# WHAT YOU WILL DO
Switch every "lesson" in the data below to "exercise" and write the data out again with everything else unchanged.

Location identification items
* * *

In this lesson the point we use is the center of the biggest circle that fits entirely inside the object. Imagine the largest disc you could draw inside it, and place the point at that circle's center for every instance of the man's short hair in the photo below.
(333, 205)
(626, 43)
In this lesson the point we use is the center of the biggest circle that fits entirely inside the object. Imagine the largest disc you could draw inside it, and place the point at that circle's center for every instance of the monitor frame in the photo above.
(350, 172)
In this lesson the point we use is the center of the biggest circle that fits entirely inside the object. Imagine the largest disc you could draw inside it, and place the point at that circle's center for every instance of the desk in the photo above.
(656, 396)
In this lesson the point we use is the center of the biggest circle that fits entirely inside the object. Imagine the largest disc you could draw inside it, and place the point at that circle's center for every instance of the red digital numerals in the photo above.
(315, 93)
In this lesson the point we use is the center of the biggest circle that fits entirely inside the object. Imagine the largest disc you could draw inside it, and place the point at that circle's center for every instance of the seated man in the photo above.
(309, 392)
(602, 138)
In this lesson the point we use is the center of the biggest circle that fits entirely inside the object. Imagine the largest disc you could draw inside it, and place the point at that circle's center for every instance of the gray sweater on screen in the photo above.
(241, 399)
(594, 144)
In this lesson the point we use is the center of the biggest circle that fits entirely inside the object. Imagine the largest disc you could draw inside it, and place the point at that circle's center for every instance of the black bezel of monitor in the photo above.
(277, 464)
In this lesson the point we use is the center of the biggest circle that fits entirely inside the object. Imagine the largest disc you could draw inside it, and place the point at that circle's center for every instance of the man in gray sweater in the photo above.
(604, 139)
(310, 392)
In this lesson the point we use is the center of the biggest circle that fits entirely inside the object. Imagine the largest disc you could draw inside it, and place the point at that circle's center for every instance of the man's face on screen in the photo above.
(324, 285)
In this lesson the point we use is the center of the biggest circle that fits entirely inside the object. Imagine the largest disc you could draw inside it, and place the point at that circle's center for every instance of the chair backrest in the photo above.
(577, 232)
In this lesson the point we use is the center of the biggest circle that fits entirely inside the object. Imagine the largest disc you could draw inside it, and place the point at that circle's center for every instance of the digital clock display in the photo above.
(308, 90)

* * *

# ANSWER IN FULL
In this exercise the point we use is the center of the biggest circle that fits entirely inside the object. Imagine the largest disc you could draw inside it, and place the point at that circle's center for every instance of the man's short hair in the photo below.
(333, 205)
(626, 43)
In this exercise the point we use is the center of the biggest circle that fits entirely inside the object. Imagine the largest disc you could draw inside it, and place the point at that circle's center for every instance of the monitor frame in the photo above.
(350, 172)
In this exercise the point we use is the center of the biggest circle that fits entirely inside the object. Imagine the largest disc you could draw inside it, and place the point at that circle's center for every instance of the desk in the photo above.
(656, 396)
In this exercise the point we use is the center of the biggest circle that fits entirely inside the object. Imagine the largest disc you could draw inside it, and place the point at that circle's center for every instance of the red digital numerals in the photo above.
(315, 93)
In this exercise the point we use is the center of the biggest circle that fits entirely inside the object. Imagine the largest disc you could draw inside it, and place the point at that circle's center for every instance of the seated man in the photo above.
(309, 392)
(602, 138)
In this exercise the point we use is the center of the biggest circle that fits entirely inside the object. Imagine the largest disc you could draw inside it, and place the point at that circle's center for every instance of the gray sweater on screen in the photo above.
(241, 399)
(594, 144)
In this exercise the point we use is the center of the biggest circle that fits entirely inside the object. Imagine the largest disc you could draw inside it, and place the point at that circle's center for every instance of the black bezel of monitor in the photo above.
(277, 464)
In this exercise the point we use is the center of the biggest circle that fits entirely inside the object. Imagine the largest disc you could draw inside it, and place the point at that circle's center for every instance of the man in gray sweater in the photo above.
(604, 139)
(310, 392)
In this exercise the point we use is the center of the biggest circle that fits entirely inside the object. Imagine the largest disc you could draw inside it, and place the point at that circle's center for every instance of the man's face on screen in the photo above.
(324, 285)
In this exercise the point we use is the center of the biggest circle that fits entirely inside the object. Imagine the largest disc you could draw inside it, and place the point at that circle's center for every instance of the chair backrest in the photo above.
(577, 232)
In this exercise the point we use is the center of the biggest circle that fits entirely inside the object. Imagine the largest disc you could draw inside it, and place the point at that circle's center for every instance of the digital clock display in the photo above.
(308, 90)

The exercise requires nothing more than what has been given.